→ **Work item**:
Retype each line of the material below word for word; pictures stay out.

(Beginning of Given records)

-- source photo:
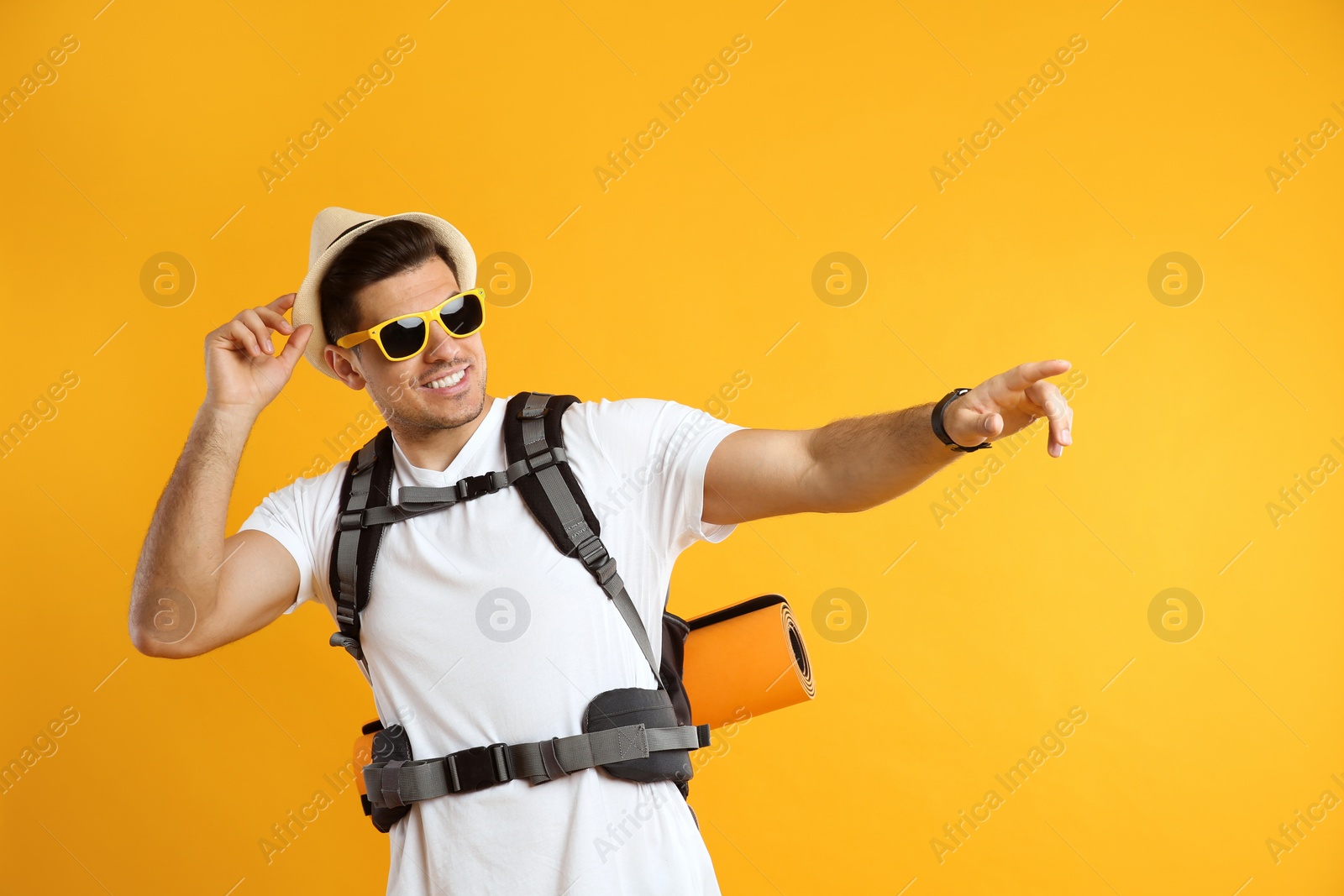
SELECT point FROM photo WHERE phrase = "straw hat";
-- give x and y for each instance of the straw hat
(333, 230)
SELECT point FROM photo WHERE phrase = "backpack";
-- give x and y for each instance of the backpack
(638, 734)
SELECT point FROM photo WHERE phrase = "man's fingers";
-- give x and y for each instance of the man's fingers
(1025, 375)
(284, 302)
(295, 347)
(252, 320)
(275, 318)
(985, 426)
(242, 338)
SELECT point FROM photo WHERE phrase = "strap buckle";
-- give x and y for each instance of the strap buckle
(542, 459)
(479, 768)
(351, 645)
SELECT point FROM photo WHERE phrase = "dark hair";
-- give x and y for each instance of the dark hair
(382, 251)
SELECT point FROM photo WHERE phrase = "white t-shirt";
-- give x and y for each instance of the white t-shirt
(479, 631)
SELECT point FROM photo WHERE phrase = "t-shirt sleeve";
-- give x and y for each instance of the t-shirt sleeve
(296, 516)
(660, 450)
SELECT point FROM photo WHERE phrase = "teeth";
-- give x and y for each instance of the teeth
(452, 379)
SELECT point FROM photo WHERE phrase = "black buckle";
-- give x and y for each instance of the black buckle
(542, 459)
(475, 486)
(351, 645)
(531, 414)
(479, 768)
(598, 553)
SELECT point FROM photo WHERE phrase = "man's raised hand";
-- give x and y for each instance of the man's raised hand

(End of Given records)

→ **Answer**:
-- source photo:
SELECT point FROM photo WHERE phrase = "straw hat";
-- give x and y for each instance of the straw hat
(333, 230)
SELECT point FROM photo WHERE phrase = "backpack";
-- give x and y for each instance of the backpack
(638, 734)
SELECT point FROM photo WHERE phrase = "man's fingers";
-- give x and y for each instance of the man's fingers
(1025, 375)
(284, 302)
(295, 347)
(252, 320)
(275, 318)
(985, 426)
(242, 338)
SELECT point FROM photo WHERE phrase = "strap buckle";
-- give x and y for each instance of the strap buckle
(542, 459)
(479, 768)
(351, 645)
SELECT point FROM photo WHERE phrase = "dark hair";
-- give x and y for each instance of the dark hair
(382, 251)
SELECT point FROM photo WHERE phrase = "white t-shirt";
-- give x and y for each instance of the white t-shirt
(479, 631)
SELECT point FROM photo WHERE phrase = "t-shirt sleeve";
-- give x and y for each instance of the t-shirt sleeve
(296, 516)
(660, 450)
SELECT point FROM photo WHERE phrase = "teeth";
-- give x and y for each instance of the teeth
(452, 379)
SELECT point FROM photo WHERE phrase = "black buckle";
-- give x and y for each instance of the black buckle
(542, 459)
(475, 486)
(351, 645)
(531, 414)
(479, 768)
(598, 553)
SELECT point FROM photo WHERE phrase = "man's raised hand";
-- give x and y for each instance of the man's raised hand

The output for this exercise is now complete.